Data extract:
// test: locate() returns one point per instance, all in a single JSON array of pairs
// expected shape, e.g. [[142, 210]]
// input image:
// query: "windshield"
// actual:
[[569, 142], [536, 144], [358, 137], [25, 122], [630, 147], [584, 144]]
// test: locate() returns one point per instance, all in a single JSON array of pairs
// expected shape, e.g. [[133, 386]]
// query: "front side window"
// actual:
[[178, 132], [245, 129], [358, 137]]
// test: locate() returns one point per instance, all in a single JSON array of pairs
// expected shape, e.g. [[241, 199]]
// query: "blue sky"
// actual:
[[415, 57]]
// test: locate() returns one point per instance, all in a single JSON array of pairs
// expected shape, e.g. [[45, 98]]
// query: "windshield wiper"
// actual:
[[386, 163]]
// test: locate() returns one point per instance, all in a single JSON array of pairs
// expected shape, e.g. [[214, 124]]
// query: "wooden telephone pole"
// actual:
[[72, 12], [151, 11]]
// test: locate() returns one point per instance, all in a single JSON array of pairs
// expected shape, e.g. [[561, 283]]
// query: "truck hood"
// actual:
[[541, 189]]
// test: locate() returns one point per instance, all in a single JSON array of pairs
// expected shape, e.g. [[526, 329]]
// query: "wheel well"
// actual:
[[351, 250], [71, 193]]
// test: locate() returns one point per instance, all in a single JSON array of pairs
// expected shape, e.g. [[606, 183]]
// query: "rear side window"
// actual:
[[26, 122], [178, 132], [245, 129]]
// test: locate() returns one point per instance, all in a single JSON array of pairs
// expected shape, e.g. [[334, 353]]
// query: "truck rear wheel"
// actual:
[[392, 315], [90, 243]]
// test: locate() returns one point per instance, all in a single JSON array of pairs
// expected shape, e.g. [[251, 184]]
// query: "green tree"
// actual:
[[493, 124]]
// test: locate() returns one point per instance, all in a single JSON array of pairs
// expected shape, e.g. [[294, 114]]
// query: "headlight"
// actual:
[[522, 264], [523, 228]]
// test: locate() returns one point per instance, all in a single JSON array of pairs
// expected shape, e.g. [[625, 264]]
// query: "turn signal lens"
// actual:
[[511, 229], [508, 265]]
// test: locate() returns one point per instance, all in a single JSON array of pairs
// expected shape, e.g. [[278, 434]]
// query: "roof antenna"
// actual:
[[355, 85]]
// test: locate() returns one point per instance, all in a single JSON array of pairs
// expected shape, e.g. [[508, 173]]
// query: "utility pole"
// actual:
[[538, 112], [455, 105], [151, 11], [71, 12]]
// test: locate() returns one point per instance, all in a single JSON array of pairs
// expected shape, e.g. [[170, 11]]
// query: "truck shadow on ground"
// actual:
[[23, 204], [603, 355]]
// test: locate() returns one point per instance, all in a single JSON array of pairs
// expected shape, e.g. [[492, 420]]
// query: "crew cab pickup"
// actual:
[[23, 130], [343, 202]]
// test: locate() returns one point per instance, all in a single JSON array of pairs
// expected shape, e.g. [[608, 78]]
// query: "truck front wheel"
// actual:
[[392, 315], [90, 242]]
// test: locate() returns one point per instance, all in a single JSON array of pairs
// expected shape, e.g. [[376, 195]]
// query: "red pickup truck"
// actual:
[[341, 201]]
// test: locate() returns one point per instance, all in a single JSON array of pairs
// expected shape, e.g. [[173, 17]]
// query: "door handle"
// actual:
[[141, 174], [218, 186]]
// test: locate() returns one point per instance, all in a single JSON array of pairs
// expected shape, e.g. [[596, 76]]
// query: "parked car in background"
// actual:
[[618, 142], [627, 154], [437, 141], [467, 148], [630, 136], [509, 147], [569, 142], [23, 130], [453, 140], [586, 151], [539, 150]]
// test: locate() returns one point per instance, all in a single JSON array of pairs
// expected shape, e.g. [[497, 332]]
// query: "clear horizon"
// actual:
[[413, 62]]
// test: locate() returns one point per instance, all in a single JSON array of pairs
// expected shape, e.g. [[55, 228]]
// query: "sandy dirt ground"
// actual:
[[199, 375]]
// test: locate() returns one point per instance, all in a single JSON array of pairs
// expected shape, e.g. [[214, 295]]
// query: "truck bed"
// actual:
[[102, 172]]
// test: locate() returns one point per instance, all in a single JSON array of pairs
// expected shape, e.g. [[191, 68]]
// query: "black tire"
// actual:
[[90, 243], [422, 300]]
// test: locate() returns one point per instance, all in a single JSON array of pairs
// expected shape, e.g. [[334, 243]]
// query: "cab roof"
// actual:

Objective: Rescale everything from the start of the entries down to the line containing "[[72, 12], [151, 11]]", both ends included, and reproduce every line, requests too. Multiply each coordinate in the answers by 1.65 and round to whole numbers with halves rounded up, leaving the numbers in the requests and their sample shapes unchanged.

Result:
// test: locate() returns one point per instance, all in a single JSON array of pairs
// expected shape, e.g. [[142, 210]]
// input image:
// query: "windshield"
// actual:
[[939, 234], [884, 238], [591, 226], [41, 201], [1040, 243], [964, 238]]
// test: locate() returns one point per instance, all in a single JSON array of pairs
// expected shape, e.g. [[133, 386]]
// query: "front side window"
// actual:
[[294, 218], [404, 213], [591, 226]]
// test: locate() returns one point per instance, all in a single JSON array of pairs
// expected shape, e.g. [[241, 199]]
// query: "blue sky"
// actual:
[[685, 94]]
// test: locate() returns one point per instance, all in a single JSON array of pairs
// expected shape, e.g. [[45, 98]]
// query: "windshield wiper"
// actual:
[[637, 269]]
// test: locate() returns one point per instance, all in a single JSON array of pairs
// expected shape, e.g. [[214, 124]]
// query: "wooden telephone pole"
// actual:
[[119, 20], [249, 18]]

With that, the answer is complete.